Segment Open

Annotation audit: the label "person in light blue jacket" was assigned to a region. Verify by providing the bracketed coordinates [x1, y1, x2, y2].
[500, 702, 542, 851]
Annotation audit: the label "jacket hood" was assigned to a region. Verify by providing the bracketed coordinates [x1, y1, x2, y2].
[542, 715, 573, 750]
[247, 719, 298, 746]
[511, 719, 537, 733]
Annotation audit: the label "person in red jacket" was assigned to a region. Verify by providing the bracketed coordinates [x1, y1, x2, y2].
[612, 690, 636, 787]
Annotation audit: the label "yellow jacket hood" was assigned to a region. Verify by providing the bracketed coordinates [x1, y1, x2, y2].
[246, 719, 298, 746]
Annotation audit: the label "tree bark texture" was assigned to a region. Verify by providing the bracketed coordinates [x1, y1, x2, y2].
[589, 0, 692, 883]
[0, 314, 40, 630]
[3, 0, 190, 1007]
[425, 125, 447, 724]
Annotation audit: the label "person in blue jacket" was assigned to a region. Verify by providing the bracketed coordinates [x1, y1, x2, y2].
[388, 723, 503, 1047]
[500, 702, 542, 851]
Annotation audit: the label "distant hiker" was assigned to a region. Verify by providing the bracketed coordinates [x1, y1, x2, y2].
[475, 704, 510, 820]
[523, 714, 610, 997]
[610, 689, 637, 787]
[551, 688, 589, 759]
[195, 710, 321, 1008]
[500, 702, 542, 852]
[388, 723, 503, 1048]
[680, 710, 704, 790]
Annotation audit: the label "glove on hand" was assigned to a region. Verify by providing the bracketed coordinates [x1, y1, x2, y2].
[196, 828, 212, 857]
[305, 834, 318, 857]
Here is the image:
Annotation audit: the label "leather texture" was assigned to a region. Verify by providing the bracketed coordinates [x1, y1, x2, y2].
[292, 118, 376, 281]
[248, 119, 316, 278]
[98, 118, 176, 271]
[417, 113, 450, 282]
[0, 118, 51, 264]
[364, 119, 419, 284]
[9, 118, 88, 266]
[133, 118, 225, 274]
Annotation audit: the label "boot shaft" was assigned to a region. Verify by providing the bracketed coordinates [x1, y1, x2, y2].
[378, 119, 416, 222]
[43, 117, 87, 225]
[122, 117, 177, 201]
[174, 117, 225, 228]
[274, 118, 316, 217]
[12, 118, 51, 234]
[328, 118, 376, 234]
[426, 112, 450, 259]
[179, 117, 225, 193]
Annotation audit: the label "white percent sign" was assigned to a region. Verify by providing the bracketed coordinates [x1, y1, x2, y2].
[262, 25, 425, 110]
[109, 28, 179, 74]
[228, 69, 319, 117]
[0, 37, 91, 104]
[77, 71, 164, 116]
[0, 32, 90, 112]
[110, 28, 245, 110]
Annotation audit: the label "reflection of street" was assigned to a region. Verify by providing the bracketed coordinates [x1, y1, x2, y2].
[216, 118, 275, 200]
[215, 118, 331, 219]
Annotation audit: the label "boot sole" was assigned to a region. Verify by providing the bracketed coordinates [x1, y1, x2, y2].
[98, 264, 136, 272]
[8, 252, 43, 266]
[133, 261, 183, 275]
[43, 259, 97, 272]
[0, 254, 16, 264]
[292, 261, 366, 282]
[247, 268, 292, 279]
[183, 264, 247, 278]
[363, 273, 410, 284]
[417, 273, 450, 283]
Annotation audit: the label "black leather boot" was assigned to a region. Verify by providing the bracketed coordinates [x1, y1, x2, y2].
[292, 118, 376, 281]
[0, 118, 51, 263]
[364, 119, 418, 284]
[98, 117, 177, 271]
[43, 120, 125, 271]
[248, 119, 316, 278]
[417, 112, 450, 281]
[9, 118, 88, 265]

Segment Closed

• What needs to be done: Copy out the data exactly, keeping each line whole.

• Worked solution:
Annotation audit: the label "person in light blue jacket" was assigned to a region. Verify by providing the bracketed coordinates [x1, y1, x2, y2].
[500, 702, 542, 851]
Annotation audit: the label "jacket hood" was assigned to a region. Verify by providing the bracketed coordinates [x1, y1, x2, y2].
[542, 715, 573, 750]
[247, 719, 298, 746]
[511, 719, 537, 733]
Annotation audit: the label "person in red jacket" was assigned to a region. Verify by providing the bracketed coordinates [x1, y1, x2, y2].
[612, 690, 636, 787]
Annotation audit: the label "yellow jacket hood" was assigned to a region. Verify by providing the bracketed coordinates [x1, y1, x2, y2].
[246, 719, 298, 746]
Annotation audit: the label "tree bark texture" was assigned to a region. Verify by providing the bracketed coordinates [x1, y1, x2, y2].
[589, 0, 692, 883]
[0, 314, 40, 630]
[3, 0, 190, 1007]
[425, 125, 447, 724]
Annotation audit: the label "person in blue jacket" was assigned to a region. Verify by providing the bracketed coordinates [x1, y1, x2, y2].
[388, 723, 503, 1047]
[500, 702, 542, 851]
Annotation audit: the label "distant hiker" was assigned to a region. Verify by providing the bracketed coordinates [x1, y1, x2, y2].
[475, 704, 510, 820]
[523, 714, 610, 997]
[610, 689, 637, 787]
[551, 688, 589, 759]
[195, 710, 321, 1008]
[500, 702, 542, 852]
[388, 723, 503, 1048]
[680, 710, 704, 790]
Annotation audit: the label "glove on hand" was assigned to a region. Verify by providing the bracketed coordinates [x1, y1, x2, y2].
[196, 828, 212, 857]
[305, 834, 318, 857]
Here is the image:
Annotation audit: the label "leather texture" was assigned to a region. Verify by providing the bracketed coordinates [x1, y1, x2, y2].
[292, 118, 376, 281]
[248, 119, 316, 278]
[98, 118, 176, 271]
[417, 113, 450, 282]
[0, 118, 51, 264]
[364, 119, 419, 284]
[9, 118, 88, 266]
[133, 118, 225, 274]
Annotation audit: the label "boot shaft" was assigned to a region. Verify by providing the bracketed coordinates [x1, y1, x2, y2].
[378, 119, 416, 222]
[43, 117, 87, 225]
[122, 117, 177, 201]
[174, 117, 225, 228]
[274, 118, 316, 217]
[12, 118, 51, 234]
[328, 118, 376, 234]
[426, 112, 450, 259]
[179, 117, 225, 193]
Annotation audit: the label "white percent sign" was assigned to a region. Verify by providing the bracketed coordinates [x1, y1, x2, y2].
[262, 25, 425, 110]
[109, 28, 179, 74]
[228, 69, 319, 117]
[0, 37, 91, 104]
[77, 71, 164, 116]
[0, 32, 90, 112]
[110, 28, 245, 110]
Annotation audit: the label "reflection of street" was assigned to a region. Verify by providing the bracketed coordinates [x1, y1, x2, y2].
[216, 118, 275, 200]
[215, 118, 331, 219]
Annotation audit: the label "boot sole" was assigned to a region. Verify by providing the bracketed coordinates [x1, y1, x2, y2].
[98, 264, 136, 272]
[8, 252, 43, 266]
[133, 261, 183, 275]
[43, 259, 97, 272]
[0, 254, 16, 264]
[292, 261, 366, 282]
[247, 268, 292, 279]
[183, 264, 247, 278]
[363, 273, 410, 284]
[417, 273, 450, 283]
Annotation audit: the label "black leather boot" was assigned to a region. Verify by providing the bracketed coordinates [x1, y1, x2, y2].
[292, 118, 376, 281]
[0, 118, 51, 263]
[364, 119, 418, 284]
[98, 117, 177, 271]
[43, 120, 125, 271]
[248, 119, 316, 278]
[417, 112, 450, 281]
[9, 118, 88, 265]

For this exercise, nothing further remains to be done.